[Point labeling data based on photographs]

◆ ◆ ◆ ◆ ◆ ◆ ◆

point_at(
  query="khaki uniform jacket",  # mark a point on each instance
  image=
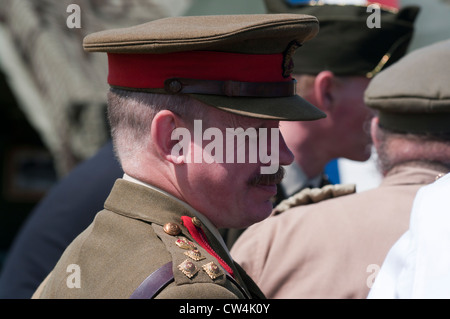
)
(334, 248)
(126, 242)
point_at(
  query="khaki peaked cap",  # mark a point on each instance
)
(413, 95)
(247, 38)
(345, 44)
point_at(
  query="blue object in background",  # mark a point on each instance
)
(332, 171)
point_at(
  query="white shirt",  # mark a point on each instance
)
(418, 265)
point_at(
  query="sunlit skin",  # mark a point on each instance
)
(344, 133)
(226, 192)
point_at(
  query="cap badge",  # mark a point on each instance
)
(212, 270)
(185, 244)
(194, 254)
(288, 62)
(172, 229)
(188, 268)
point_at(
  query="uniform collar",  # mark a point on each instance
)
(205, 221)
(295, 180)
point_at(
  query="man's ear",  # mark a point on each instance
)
(323, 90)
(374, 131)
(164, 128)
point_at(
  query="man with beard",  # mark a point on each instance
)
(335, 248)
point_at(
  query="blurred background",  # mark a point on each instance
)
(52, 94)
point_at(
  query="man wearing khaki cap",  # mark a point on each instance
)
(179, 88)
(332, 72)
(417, 266)
(334, 248)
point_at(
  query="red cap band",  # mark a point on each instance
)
(151, 70)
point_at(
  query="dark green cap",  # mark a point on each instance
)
(345, 44)
(413, 95)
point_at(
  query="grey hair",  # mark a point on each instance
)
(397, 148)
(130, 114)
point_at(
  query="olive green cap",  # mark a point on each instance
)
(185, 41)
(345, 44)
(413, 95)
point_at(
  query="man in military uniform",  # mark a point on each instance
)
(334, 248)
(332, 72)
(417, 266)
(157, 236)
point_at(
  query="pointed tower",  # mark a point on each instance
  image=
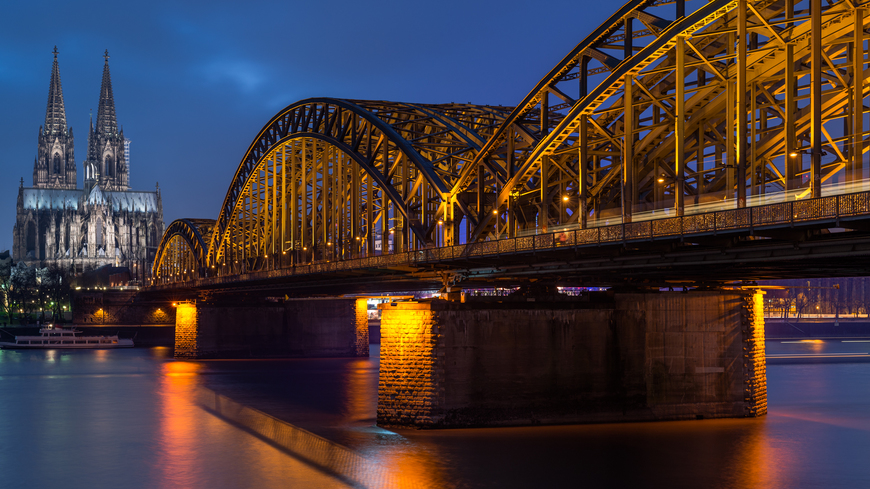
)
(106, 141)
(55, 165)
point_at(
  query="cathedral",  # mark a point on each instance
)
(102, 223)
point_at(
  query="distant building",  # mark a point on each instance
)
(103, 223)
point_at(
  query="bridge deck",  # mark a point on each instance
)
(808, 238)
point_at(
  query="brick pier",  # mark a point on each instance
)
(622, 357)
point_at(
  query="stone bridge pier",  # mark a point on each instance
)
(311, 327)
(618, 357)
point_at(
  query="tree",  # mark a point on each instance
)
(22, 293)
(6, 284)
(54, 288)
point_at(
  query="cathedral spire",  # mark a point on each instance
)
(106, 122)
(55, 114)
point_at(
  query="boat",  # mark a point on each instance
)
(51, 338)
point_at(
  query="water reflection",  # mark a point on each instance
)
(140, 417)
(178, 450)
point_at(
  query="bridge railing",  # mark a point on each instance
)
(822, 210)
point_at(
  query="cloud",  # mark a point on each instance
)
(245, 75)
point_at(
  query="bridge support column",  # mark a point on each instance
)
(623, 357)
(318, 327)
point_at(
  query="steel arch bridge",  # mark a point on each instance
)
(667, 109)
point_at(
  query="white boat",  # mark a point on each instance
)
(51, 338)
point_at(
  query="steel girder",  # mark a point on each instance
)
(182, 250)
(687, 144)
(328, 178)
(645, 118)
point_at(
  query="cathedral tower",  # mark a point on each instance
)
(55, 165)
(106, 164)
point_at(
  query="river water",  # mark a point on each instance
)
(137, 418)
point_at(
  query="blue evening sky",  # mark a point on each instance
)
(195, 81)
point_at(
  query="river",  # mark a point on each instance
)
(136, 418)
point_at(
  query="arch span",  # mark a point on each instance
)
(182, 250)
(359, 176)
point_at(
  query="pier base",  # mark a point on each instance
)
(622, 357)
(295, 328)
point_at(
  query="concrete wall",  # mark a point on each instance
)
(294, 328)
(632, 357)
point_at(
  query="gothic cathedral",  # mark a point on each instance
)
(103, 223)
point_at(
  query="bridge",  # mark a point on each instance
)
(678, 143)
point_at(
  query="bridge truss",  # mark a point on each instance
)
(663, 111)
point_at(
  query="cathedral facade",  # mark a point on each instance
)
(101, 223)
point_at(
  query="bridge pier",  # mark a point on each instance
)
(311, 327)
(622, 357)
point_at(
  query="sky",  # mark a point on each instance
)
(194, 82)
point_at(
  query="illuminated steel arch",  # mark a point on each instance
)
(687, 146)
(182, 251)
(646, 118)
(328, 179)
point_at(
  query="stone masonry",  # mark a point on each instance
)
(626, 357)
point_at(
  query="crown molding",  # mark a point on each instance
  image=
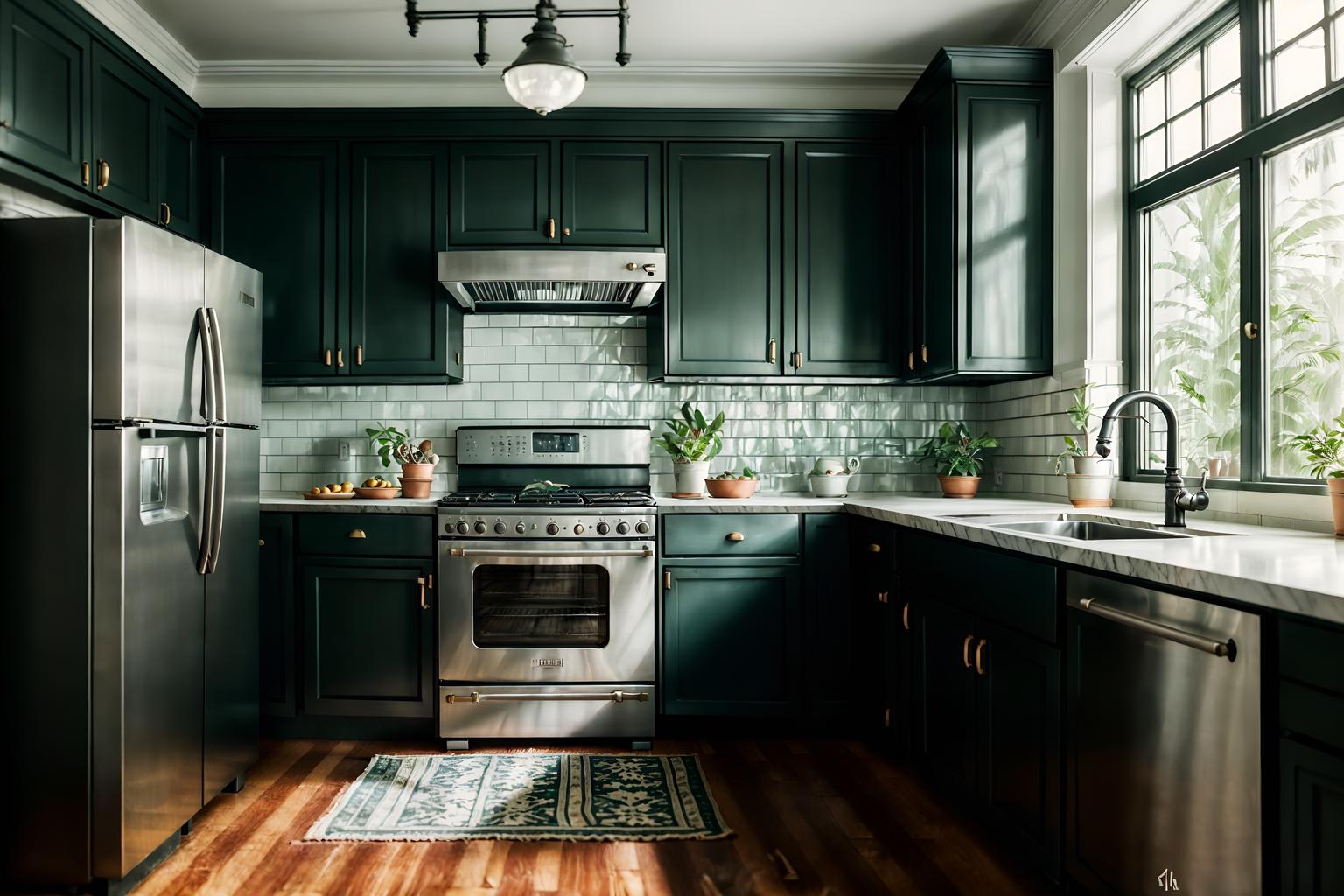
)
(128, 20)
(324, 82)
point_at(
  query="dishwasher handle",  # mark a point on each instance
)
(1199, 642)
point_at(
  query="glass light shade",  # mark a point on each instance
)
(543, 87)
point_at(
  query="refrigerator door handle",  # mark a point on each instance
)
(217, 522)
(207, 366)
(207, 507)
(218, 366)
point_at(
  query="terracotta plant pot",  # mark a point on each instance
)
(732, 488)
(1336, 488)
(958, 486)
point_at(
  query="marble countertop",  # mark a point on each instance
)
(1274, 569)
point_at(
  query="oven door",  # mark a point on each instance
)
(526, 612)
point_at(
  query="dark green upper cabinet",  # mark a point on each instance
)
(978, 125)
(402, 321)
(500, 193)
(847, 308)
(612, 193)
(43, 89)
(726, 268)
(179, 172)
(275, 210)
(124, 135)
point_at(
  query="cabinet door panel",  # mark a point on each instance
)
(612, 193)
(178, 165)
(368, 640)
(730, 640)
(124, 133)
(1019, 710)
(724, 294)
(275, 210)
(500, 193)
(43, 87)
(847, 262)
(949, 737)
(402, 321)
(1005, 286)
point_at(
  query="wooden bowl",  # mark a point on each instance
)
(732, 488)
(375, 494)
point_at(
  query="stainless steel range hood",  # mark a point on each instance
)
(588, 280)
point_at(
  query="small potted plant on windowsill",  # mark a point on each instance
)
(957, 457)
(1324, 452)
(1090, 482)
(692, 442)
(416, 458)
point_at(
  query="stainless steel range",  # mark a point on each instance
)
(547, 586)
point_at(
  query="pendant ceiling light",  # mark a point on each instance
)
(544, 75)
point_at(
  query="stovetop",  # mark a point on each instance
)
(549, 496)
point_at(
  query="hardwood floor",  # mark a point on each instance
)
(817, 817)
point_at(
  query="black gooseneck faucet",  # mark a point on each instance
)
(1179, 499)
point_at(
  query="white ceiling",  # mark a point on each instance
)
(704, 32)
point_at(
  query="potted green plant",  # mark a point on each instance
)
(691, 442)
(1324, 452)
(1090, 482)
(416, 458)
(956, 456)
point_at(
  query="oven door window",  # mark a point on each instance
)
(541, 606)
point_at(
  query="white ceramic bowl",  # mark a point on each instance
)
(830, 486)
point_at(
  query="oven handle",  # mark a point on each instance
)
(613, 696)
(577, 555)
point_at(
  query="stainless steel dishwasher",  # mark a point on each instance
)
(1163, 742)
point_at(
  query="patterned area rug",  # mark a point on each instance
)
(526, 797)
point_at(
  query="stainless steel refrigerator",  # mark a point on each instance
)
(130, 653)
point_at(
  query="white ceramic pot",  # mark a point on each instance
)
(1088, 491)
(690, 477)
(830, 486)
(1092, 465)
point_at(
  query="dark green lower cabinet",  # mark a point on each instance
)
(730, 639)
(368, 639)
(1312, 820)
(278, 647)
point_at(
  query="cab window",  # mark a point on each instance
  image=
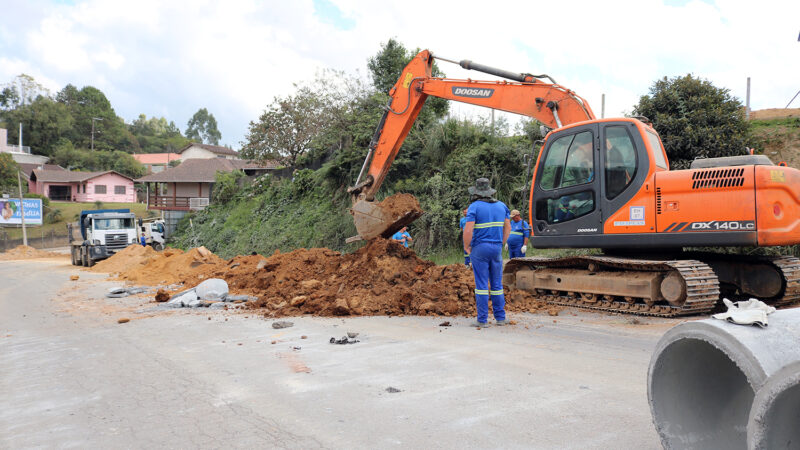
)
(621, 161)
(565, 208)
(569, 162)
(658, 150)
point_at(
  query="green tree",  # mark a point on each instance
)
(387, 66)
(287, 127)
(695, 119)
(156, 135)
(202, 127)
(86, 106)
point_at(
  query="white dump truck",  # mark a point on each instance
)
(103, 233)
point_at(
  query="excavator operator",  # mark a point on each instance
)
(486, 231)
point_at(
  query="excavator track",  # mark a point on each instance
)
(789, 267)
(702, 286)
(701, 283)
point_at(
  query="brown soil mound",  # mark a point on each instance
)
(27, 252)
(131, 256)
(399, 204)
(381, 278)
(143, 265)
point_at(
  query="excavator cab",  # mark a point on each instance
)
(585, 172)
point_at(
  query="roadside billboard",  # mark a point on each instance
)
(11, 213)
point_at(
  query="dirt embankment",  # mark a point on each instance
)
(381, 278)
(26, 252)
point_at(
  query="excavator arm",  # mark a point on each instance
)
(549, 103)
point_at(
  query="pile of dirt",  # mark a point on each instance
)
(381, 278)
(143, 265)
(27, 252)
(131, 256)
(400, 204)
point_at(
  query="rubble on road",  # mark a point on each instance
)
(28, 252)
(380, 278)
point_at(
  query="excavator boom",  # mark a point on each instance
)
(550, 103)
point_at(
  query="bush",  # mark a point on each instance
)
(226, 186)
(695, 119)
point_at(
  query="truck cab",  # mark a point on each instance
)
(103, 233)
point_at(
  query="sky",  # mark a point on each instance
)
(171, 58)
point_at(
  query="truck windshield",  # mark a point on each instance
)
(113, 224)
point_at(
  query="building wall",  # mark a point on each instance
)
(194, 152)
(110, 180)
(188, 189)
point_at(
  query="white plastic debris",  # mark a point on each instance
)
(750, 312)
(184, 299)
(212, 289)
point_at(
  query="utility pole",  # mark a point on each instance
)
(21, 203)
(747, 106)
(93, 119)
(603, 106)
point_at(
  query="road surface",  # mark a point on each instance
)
(72, 377)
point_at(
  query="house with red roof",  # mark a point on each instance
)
(65, 185)
(157, 162)
(207, 151)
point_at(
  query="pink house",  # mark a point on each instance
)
(63, 185)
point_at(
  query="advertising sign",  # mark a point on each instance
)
(11, 213)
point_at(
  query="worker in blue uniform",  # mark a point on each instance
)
(462, 224)
(518, 239)
(402, 236)
(485, 233)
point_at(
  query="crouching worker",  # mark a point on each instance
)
(485, 233)
(518, 239)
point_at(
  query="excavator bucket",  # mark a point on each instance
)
(373, 219)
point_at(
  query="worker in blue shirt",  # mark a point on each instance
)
(485, 233)
(402, 236)
(518, 239)
(461, 225)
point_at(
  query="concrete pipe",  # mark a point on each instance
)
(775, 415)
(704, 376)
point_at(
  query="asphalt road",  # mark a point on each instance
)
(72, 377)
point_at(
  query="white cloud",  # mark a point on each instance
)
(172, 58)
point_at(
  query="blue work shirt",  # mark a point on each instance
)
(519, 231)
(489, 219)
(399, 236)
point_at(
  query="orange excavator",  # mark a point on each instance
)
(606, 184)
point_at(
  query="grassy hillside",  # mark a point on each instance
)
(779, 139)
(312, 210)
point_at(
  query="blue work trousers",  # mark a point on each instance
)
(515, 252)
(487, 266)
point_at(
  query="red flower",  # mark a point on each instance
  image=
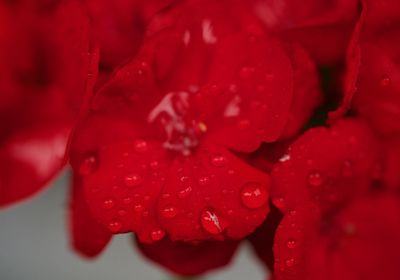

◆ ◆ ◆ ◆ ◆ ◆ ◆

→ Task details: Count the lines of the listing that contain the word "concrete". Reply with the number alone.

→ Full solution: 2